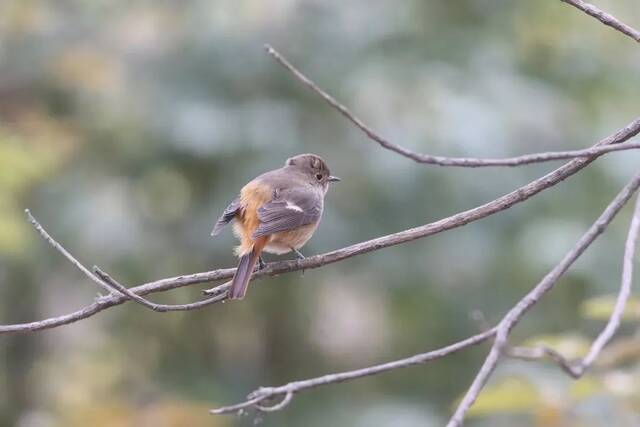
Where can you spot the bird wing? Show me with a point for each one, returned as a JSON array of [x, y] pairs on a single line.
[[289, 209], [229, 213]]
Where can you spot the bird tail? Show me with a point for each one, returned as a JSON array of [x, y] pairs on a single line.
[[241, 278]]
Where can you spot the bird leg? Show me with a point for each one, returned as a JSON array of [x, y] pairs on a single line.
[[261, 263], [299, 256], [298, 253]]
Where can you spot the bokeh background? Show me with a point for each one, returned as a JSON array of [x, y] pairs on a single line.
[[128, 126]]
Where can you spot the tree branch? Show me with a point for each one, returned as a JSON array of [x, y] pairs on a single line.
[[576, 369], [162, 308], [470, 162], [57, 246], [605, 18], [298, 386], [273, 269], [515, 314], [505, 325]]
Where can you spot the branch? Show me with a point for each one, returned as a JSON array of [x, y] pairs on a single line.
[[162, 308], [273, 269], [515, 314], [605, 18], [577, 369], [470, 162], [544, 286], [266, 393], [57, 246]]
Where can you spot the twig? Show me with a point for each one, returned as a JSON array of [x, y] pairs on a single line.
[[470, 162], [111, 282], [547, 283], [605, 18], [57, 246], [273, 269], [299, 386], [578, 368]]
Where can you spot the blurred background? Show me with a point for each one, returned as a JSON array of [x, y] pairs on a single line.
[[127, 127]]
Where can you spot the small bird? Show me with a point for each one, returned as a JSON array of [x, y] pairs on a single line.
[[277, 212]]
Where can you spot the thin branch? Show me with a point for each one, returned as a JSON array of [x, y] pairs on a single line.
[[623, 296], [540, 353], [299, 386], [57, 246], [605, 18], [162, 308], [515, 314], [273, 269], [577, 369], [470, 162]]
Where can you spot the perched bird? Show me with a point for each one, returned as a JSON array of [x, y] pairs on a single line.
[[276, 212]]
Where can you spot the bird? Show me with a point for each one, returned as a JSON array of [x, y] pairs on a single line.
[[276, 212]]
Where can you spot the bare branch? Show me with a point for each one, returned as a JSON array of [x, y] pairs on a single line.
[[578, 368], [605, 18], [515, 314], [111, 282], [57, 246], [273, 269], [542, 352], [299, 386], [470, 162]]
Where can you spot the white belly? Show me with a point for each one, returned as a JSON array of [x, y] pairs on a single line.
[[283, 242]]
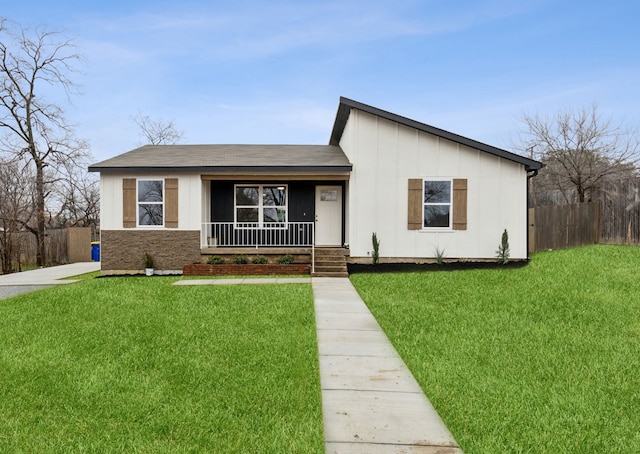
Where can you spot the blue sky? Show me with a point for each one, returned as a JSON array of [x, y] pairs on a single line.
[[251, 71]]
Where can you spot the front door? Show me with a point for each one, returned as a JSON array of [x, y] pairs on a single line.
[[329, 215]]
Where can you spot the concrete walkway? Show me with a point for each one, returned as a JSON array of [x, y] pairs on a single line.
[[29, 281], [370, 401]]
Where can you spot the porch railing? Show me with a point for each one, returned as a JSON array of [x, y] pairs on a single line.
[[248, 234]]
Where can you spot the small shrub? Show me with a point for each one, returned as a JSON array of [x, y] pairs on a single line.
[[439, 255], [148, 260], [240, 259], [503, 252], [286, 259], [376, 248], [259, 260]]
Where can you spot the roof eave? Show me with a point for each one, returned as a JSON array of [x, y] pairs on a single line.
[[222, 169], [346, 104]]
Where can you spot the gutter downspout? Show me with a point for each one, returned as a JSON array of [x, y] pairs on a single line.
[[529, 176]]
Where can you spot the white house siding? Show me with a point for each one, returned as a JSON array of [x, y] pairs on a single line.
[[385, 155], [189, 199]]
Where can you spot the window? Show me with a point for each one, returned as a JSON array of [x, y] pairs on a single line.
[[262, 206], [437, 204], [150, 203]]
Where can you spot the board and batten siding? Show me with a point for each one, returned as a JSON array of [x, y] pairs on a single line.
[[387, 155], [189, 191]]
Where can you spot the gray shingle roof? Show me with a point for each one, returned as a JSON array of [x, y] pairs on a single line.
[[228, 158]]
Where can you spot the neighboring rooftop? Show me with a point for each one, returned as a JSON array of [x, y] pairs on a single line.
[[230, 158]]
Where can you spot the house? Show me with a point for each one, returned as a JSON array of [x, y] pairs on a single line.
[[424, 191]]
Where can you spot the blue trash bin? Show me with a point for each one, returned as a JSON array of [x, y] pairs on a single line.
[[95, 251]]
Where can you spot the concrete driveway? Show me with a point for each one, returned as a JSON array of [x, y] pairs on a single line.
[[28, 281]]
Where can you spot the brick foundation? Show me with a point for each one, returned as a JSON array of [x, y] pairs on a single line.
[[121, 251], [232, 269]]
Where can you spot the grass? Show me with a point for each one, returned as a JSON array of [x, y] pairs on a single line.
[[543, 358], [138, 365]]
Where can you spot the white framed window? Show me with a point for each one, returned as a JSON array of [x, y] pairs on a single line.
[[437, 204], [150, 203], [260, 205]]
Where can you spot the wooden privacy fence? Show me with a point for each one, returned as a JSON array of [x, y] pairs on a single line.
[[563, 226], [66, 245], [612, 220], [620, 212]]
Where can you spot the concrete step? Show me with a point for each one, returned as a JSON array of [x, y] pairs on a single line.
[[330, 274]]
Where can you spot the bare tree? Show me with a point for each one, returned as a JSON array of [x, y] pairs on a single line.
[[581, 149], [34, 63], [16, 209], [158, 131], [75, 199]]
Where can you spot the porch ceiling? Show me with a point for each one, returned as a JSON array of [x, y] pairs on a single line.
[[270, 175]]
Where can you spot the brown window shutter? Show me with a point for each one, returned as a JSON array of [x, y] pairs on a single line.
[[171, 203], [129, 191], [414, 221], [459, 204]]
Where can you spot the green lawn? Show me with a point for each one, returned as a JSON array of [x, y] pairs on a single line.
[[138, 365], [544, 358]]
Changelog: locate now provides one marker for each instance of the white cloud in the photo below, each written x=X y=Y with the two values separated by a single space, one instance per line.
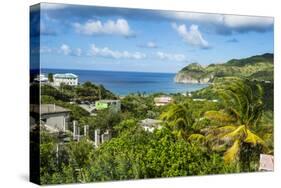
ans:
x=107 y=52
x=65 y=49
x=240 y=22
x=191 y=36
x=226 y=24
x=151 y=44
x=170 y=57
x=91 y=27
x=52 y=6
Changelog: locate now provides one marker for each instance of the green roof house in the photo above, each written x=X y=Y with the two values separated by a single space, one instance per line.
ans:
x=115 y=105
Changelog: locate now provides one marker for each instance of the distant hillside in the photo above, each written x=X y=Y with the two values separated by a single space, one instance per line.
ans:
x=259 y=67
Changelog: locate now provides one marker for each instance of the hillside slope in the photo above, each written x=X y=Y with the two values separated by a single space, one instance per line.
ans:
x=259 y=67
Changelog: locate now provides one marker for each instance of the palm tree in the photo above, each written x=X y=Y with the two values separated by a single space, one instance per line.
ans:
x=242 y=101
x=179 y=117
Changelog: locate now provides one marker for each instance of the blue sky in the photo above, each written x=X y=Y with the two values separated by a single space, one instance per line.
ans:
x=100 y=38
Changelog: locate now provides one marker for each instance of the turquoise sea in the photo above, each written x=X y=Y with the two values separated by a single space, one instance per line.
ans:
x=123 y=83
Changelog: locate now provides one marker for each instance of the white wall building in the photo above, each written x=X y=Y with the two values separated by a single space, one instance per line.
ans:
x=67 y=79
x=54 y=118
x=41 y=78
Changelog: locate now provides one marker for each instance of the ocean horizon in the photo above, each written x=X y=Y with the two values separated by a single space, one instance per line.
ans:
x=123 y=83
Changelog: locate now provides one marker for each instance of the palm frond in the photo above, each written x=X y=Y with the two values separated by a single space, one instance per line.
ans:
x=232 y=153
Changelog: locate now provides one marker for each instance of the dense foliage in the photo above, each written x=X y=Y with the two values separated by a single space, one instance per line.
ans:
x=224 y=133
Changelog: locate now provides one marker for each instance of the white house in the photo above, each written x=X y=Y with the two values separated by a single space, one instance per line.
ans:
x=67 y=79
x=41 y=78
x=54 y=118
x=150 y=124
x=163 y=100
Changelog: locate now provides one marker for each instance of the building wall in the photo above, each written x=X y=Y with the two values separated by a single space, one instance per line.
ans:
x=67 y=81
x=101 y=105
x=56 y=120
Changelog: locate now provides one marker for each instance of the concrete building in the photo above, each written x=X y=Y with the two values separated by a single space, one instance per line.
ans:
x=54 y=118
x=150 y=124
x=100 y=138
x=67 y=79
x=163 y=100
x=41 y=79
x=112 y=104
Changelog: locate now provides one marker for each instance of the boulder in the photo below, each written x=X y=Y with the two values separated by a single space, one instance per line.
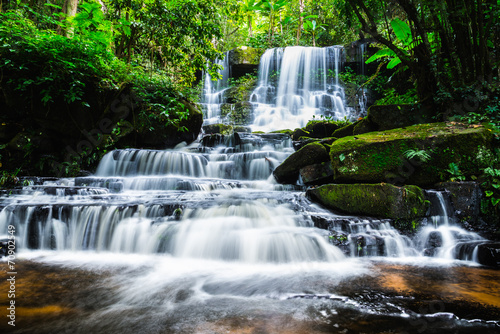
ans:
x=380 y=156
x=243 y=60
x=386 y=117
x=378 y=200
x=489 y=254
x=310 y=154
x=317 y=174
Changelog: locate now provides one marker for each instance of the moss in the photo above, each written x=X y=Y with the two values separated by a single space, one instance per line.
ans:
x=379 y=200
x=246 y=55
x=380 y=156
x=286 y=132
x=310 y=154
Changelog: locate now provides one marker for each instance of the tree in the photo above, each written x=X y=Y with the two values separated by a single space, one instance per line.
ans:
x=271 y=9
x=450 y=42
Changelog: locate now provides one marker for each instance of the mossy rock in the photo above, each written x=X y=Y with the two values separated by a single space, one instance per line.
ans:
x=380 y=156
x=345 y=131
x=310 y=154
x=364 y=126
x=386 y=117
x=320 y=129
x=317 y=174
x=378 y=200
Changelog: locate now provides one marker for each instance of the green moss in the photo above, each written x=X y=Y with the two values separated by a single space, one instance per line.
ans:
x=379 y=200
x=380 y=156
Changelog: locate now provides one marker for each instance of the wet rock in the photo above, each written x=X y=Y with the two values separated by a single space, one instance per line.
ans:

::::::

__Given task__: Please write out the lines again, starting at the first line and stopping after the line that contains "386], [578, 368]]", with 148 added to every coordinate in the answers. Leave the pictures out.

__Answer for the task__:
Where can you spot the bird wing? Show me with a point for each one, returned as a JSON array of [x, y] pairs on a single line.
[[437, 357], [377, 361]]
Where can you spot the bird tail? Show me with a point for each one, returned as a JSON array of [x, y] pairs on a single line.
[[389, 426]]
Where can you spot the bird leg? Show me with a point for each one, returned as a JSON array of [x, y] pairs on a single line.
[[409, 411], [447, 404], [446, 401]]
Where can you spot the bokeh background? Show me with a point for each one, returned as a JSON array of [x, y] pairs on a single line.
[[276, 274]]
Where can you spot the tree branch? Show me with a point for each one, returned as a JSON array of [x, y] pairs on a single line.
[[724, 517], [310, 456], [618, 310], [205, 394], [753, 166], [446, 534], [421, 417], [663, 462], [653, 473]]
Where can you spot the branch? Show me with a point for each one, returned as a JSON array of [x, y] pairs on a single line.
[[310, 456], [421, 417], [663, 462], [753, 166], [725, 517], [618, 310], [692, 434], [414, 541], [205, 394]]
Where can you spot the twig? Show me with a point for each one, returned as a JSON array of [x, y] pairs on a single line.
[[618, 310], [259, 430], [695, 431], [753, 166], [205, 394], [421, 417], [447, 534], [726, 516]]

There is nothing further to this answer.